◆ SHORT EXERCISE
Your task is to restate the data word for word.

◆ THE RECORDS

--- --- ---

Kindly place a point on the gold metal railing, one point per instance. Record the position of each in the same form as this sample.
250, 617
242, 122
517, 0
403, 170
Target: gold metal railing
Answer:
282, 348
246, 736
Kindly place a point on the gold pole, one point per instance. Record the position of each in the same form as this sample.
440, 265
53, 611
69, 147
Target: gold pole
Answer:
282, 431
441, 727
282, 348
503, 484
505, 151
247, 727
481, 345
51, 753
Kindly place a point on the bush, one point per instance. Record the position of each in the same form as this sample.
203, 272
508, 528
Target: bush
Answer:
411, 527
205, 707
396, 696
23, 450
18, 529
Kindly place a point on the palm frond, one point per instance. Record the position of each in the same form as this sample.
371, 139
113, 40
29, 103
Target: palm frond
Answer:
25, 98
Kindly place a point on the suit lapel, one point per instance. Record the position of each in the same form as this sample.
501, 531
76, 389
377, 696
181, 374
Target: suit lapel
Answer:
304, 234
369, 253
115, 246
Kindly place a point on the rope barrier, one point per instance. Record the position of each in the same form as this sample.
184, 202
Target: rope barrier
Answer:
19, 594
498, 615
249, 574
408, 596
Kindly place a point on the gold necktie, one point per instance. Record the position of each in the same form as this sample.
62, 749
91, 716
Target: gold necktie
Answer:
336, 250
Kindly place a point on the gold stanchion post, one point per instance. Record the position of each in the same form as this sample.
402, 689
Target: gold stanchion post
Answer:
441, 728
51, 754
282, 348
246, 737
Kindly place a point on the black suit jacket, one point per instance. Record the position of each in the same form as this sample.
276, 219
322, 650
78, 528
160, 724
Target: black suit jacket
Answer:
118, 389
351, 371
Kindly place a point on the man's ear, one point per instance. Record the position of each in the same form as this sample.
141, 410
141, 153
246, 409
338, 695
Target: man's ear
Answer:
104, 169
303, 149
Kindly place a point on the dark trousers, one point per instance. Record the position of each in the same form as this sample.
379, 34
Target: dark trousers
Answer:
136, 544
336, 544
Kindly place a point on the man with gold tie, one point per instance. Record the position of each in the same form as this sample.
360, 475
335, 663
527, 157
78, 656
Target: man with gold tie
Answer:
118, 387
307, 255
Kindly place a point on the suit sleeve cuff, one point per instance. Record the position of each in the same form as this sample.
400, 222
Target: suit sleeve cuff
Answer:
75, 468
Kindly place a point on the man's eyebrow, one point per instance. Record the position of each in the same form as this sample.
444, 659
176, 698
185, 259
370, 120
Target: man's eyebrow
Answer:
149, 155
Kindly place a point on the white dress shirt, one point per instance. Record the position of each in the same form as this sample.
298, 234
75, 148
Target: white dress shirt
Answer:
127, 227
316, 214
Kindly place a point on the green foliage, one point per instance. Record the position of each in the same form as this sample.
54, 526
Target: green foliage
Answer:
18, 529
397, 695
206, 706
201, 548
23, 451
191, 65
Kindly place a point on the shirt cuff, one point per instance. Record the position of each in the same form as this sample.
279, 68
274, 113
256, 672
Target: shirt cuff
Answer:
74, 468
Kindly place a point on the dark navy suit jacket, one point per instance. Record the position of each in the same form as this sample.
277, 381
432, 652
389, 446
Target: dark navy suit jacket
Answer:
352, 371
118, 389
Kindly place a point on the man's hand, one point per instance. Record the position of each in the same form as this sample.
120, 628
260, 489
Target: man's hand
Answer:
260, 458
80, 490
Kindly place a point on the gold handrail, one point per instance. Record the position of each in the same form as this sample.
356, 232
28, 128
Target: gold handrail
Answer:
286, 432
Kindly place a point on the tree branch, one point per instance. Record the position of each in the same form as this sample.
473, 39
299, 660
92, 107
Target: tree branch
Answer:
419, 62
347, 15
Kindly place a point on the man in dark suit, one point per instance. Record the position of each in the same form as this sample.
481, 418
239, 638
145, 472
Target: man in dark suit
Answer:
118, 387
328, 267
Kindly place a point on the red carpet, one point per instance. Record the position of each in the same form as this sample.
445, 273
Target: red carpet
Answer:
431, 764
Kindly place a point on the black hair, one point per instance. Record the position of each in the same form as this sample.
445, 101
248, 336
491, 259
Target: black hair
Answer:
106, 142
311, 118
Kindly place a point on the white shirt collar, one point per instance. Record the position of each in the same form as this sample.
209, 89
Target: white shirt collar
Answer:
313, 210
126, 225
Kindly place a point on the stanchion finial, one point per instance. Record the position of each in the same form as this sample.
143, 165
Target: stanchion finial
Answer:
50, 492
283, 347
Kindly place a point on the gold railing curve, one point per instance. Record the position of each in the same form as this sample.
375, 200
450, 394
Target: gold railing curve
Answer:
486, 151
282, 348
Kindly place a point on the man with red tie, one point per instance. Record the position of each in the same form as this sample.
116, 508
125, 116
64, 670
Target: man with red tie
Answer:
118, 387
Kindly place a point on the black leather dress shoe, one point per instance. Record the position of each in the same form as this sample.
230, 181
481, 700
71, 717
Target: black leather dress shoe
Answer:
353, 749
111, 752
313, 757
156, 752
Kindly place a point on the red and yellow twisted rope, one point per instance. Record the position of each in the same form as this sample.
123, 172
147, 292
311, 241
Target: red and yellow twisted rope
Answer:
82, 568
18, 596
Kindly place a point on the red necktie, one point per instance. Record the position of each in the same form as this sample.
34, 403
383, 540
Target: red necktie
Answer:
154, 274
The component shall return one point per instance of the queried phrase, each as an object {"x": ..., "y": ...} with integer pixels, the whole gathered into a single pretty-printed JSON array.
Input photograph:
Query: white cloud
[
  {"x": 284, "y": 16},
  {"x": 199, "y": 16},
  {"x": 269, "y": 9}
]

--- --- ---

◆ THE SOLUTION
Kindly place a point on the gold metal railing, one point per instance. Record the position of each in the same form as this sample.
250, 617
242, 122
517, 0
403, 170
Target: gold metal railing
Answer:
282, 348
246, 736
Kindly place a point on the gold pole, one point per instance. Record the position of each in the same form as this sample.
440, 265
53, 611
69, 147
Target: gold pole
Answer:
282, 431
441, 727
282, 348
503, 484
505, 151
247, 727
481, 345
51, 753
Kindly place a point on the bush, one point per instance. Record the position of each in the same form as this sample.
203, 272
508, 528
Target: bush
Answer:
411, 527
205, 707
396, 696
23, 450
18, 529
Kindly place a point on the palm frond, one point per instance. Record the position of each in the same form as this sample.
371, 139
113, 40
29, 103
Target: palm frond
Answer:
25, 98
Kindly place a point on the suit lapel, one point per instance. Record the position of each in the same form as this sample.
501, 531
76, 389
377, 696
181, 374
Target: suit lapel
Answer:
304, 234
369, 253
115, 246
Kindly place a point on the rope barrier, one point per instance. Record the position of each in the same form as this sample.
184, 202
Target: rope barrier
Answer:
19, 594
498, 615
249, 574
408, 596
Kindly place a point on the gold necktie, one point per instance. Record the position of each in the same form as this sample.
62, 749
91, 716
Target: gold necktie
Answer:
336, 250
Kindly place a point on the gold stanchion post, one point per instance. Record the position of each in the same form as this sample.
402, 689
Target: gold stanchion post
Answer:
441, 728
51, 754
282, 348
246, 737
Kindly place a point on the black suit jacket, one point per instance. Record the position of each in the same form as this sample.
276, 219
322, 650
78, 528
160, 724
Target: black suit jacket
Answer:
118, 389
351, 371
Kindly place a point on the man's ear, one point per instance. Record the position of each in the same form as this sample.
141, 410
141, 153
246, 409
338, 695
Target: man's ear
Answer:
104, 169
303, 149
Kindly place a point on the dark trousers, one point per instance. Record the position of each in the same form as this sample.
379, 34
Target: dark trousers
Answer:
136, 544
336, 544
Kindly place a point on the man with gold tie, one point per instance. Record the position of each in the same form as this sample.
360, 475
335, 663
527, 157
78, 656
Target: man with gold tie
Answer:
118, 387
307, 255
Kindly place a point on the suit sleeve cuff, one point per instance. Record the position of each in the same form as this sample.
400, 222
Target: suit sleeve cuff
Answer:
75, 468
Kindly place a point on the man's eyebrow, one point per instance. Record the position of each in the same form as this sample.
444, 659
176, 698
185, 259
370, 120
Target: man's eyebrow
Answer:
149, 155
Kindly place a point on the white dress shirt, one point per instance. Record the position of each in the same form as this sample.
298, 234
75, 148
Target: white dress shirt
Answer:
127, 227
316, 214
Kindly place a point on the green foliage, one point per instance. Record the position of each in the same form as this sample.
54, 526
Target: green foliage
Answer:
18, 529
397, 695
206, 706
201, 548
23, 451
191, 65
Kindly place a point on the shirt cuff, one point per instance. Record the position of each in the same form as this sample.
279, 68
274, 113
256, 672
Target: shirt cuff
Answer:
74, 468
Kindly place a point on the dark navy suit jacket, one point per instance. Record the position of each in the same form as this sample.
277, 381
432, 652
389, 446
Target: dark navy suit jacket
Answer:
352, 371
118, 389
Kindly place a point on the man's hand, one point per instance. Record the position of each in the same form as this sample.
120, 628
260, 489
Target: man's hand
Answer:
260, 458
80, 490
Kindly place a point on the gold handrail, one point per instance. Record the position of each in the same form as this sample.
356, 232
28, 128
Target: gold handrail
Answer:
286, 432
Kindly place a point on the tree branch, one point per instance. Record the position of each in the same form as this sample.
473, 39
299, 660
92, 107
Target: tree branch
Answer:
419, 62
347, 15
Kindly place a point on the man in dark suit, one point per instance. Record the position of each in the same form as this sample.
481, 418
239, 638
145, 472
Target: man in dark suit
Answer:
118, 387
328, 267
Kindly place a point on the red carpet, one point per instance. Record the position of each in the same form as this sample.
445, 273
Target: red carpet
Answer:
431, 764
Kindly place a point on the black hair, one point per instance. Record the position of each in the same form as this sample.
445, 101
248, 336
491, 259
Target: black hair
Answer:
106, 142
311, 118
Kindly place a point on the white shirt collar, one point per instance. Record the position of each in the same form as this sample.
209, 89
Target: white shirt collar
Answer:
313, 210
126, 225
Kindly place a point on the stanchion finial, one point per instance. Record the position of each in the same form as this sample.
143, 165
Target: stanchion finial
Answer:
50, 492
283, 347
Kindly place a point on the gold railing curve, one point per instance. Record the position of each in the same form as this sample.
375, 200
450, 394
Target: gold railing curve
Answer:
486, 151
282, 348
Kindly place a point on the man with red tie, one point per instance. Record the position of each in the same form as this sample.
116, 508
125, 116
64, 670
Target: man with red tie
Answer:
118, 387
Kindly place a point on the black leather dress shoe, one point per instance. Record the position of each in the same form as this sample.
230, 181
481, 700
71, 717
Target: black leather dress shoe
Answer:
353, 749
111, 752
313, 757
156, 752
Kindly place a point on the red and yellow twisted rope, one point per instance. Record the position of each in the same form as this sample.
123, 172
147, 292
311, 241
Target: red and yellow twisted rope
Answer:
82, 568
18, 596
Kindly place a point on the red necktie, one point per instance. Record the position of each in the same form as this sample.
34, 403
383, 540
Target: red necktie
Answer:
154, 274
The component shall return one point per instance of the queried phrase, each as an object {"x": ..., "y": ...} with integer pixels, the whole gathered into a single pretty-printed JSON array.
Input photograph:
Query: white cloud
[
  {"x": 284, "y": 16},
  {"x": 199, "y": 16},
  {"x": 269, "y": 9}
]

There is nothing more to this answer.